━━━ EXERCISE INPUT

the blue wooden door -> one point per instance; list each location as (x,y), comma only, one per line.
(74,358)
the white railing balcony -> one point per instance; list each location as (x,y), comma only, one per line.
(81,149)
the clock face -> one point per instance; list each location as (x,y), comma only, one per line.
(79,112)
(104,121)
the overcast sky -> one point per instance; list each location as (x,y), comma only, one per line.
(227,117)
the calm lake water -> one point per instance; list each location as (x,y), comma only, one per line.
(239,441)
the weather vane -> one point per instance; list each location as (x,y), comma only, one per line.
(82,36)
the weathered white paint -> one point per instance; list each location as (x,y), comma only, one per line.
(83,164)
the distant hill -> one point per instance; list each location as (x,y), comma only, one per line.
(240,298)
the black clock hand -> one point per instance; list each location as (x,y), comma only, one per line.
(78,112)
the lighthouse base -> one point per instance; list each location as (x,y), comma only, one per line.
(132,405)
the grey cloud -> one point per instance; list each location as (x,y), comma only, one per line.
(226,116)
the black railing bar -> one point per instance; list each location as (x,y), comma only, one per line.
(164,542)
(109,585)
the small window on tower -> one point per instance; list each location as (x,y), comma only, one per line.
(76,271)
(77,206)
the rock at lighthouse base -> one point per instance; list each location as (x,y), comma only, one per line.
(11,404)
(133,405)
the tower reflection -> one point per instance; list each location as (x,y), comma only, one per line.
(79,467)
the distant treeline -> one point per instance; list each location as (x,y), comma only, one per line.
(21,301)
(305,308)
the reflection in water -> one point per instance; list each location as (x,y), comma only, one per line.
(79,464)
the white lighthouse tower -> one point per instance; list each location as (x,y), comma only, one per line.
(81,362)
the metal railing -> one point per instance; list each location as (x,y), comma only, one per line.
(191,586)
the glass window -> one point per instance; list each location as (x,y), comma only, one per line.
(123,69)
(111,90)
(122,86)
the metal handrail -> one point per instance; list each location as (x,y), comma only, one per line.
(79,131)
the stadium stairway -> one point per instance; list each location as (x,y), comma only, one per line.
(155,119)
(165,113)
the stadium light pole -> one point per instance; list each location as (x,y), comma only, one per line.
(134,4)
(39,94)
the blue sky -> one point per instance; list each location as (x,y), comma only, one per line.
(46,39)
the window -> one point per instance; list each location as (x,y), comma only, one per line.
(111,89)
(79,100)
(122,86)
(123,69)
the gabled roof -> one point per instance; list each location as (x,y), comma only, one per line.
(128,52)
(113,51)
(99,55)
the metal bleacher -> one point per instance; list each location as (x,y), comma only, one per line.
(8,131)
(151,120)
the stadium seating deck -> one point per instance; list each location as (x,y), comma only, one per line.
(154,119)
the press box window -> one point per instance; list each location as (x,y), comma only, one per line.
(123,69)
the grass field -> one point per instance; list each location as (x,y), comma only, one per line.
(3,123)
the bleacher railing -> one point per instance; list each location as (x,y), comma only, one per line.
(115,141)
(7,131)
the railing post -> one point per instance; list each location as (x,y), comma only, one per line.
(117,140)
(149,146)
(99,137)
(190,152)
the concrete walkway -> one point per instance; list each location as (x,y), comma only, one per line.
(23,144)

━━━━━━

# EXERCISE DETAILS
Repeat the records exactly, including every line.

# RIGHT ANSWER
the blue wooden door -> one point per instance; list each location as (x,y), comma only, one per line.
(74,358)
the white railing balcony -> one point per instance; list each location as (x,y), comma only, one per line.
(81,149)
the clock face -> one point per instance; list each location as (x,y), comma only, one per line.
(79,112)
(104,121)
the overcast sky -> one point per instance; list each location as (x,y), comma only, one per line.
(227,117)
the calm lake water -> one point per instance; list each location as (x,y), comma only, one per line.
(239,441)
the weather vane -> one point per instance; list each location as (x,y), comma only, one per line.
(82,36)
the weathered white paint -> one point per instance; list each location as (x,y), comma only, one per line.
(83,164)
the distant hill -> one point per instance; list each location as (x,y), comma only, one per line.
(240,298)
the black clock hand -> one point per instance; list each location as (x,y), comma only, one per line.
(78,112)
the lighthouse base -> one point per instance; list each location as (x,y), comma only, one per line.
(132,405)
the grey cloud -> one point per instance; list each location as (x,y), comma only, one per line.
(226,116)
the black railing bar -> one point per instance; list each location as (x,y), comma only, one per line.
(164,542)
(109,585)
the small window on tower -> one point per instance; list each location as (x,y), comma only, one per line.
(76,271)
(77,206)
the rock at lighthouse base -> one point per instance; list each location as (x,y), comma only, one per line.
(11,404)
(133,405)
the tower reflection -> one point per instance; list each location as (x,y), comma only, one per line.
(79,467)
the distant treeline -> one point per instance; list each location as (x,y), comma only, one per line.
(21,301)
(305,308)
the reflection in water -> one point per instance; list each location as (x,y), comma only, one per line.
(79,464)
the white lighthouse tower -> one point per instance; list each location as (x,y), comma only, one per line.
(81,362)
the metal railing -> one point per instance; list each location as (x,y), comma only, one per line.
(191,586)
the glass window -> one point per instance; list each location as (x,y), comma only, one per line.
(123,69)
(111,90)
(122,86)
the metal handrail -> one point per instance; list each location as (x,y), comma only, one per line.
(79,131)
the stadium stairway -> one point per instance; list each location as (x,y), comma only, one per line.
(155,119)
(165,113)
the stadium light pole -> one point per instance; list each location as (x,y), comma only, one per line.
(134,4)
(39,94)
the blue sky -> one point per instance; list each location as (x,y), comma only, one per line.
(46,39)
the window -> one point per instance; list each location as (x,y), comma only, one per line.
(111,89)
(79,100)
(122,86)
(123,69)
the gabled roof -> one point per instance; list each location as (x,y), comma only, one per line.
(128,52)
(113,51)
(99,55)
the metal bleacher -> one point per instance; list each location as (x,y), comma only, one per line.
(8,131)
(151,120)
the stadium seating deck -> one point per instance; list each location as (x,y), comma only, one per line.
(154,119)
the press box window -> one point per instance; list each location as (x,y), comma only, one per line.
(123,69)
the grass field -> one point per instance; list each location as (x,y), comma only, one per line.
(3,123)
the bleacher railing -> one point per instance; list each location as (x,y), comma only, one per line.
(115,141)
(7,131)
the railing post -> one point per instance; list each location as (x,y), comma only, one per line.
(117,140)
(149,146)
(99,137)
(190,152)
the concrete walkway -> one point per instance; list each location as (x,y), comma only, one per line.
(23,144)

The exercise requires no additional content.